Your assignment -> From the records below, state how many lines hold the string "woman", without any other text.

☆ ☆ ☆ ☆ ☆ ☆ ☆

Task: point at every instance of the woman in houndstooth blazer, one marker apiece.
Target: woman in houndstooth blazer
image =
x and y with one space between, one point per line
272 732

☆ ☆ ☆ ☆ ☆ ☆ ☆

Solution to the exercise -> 2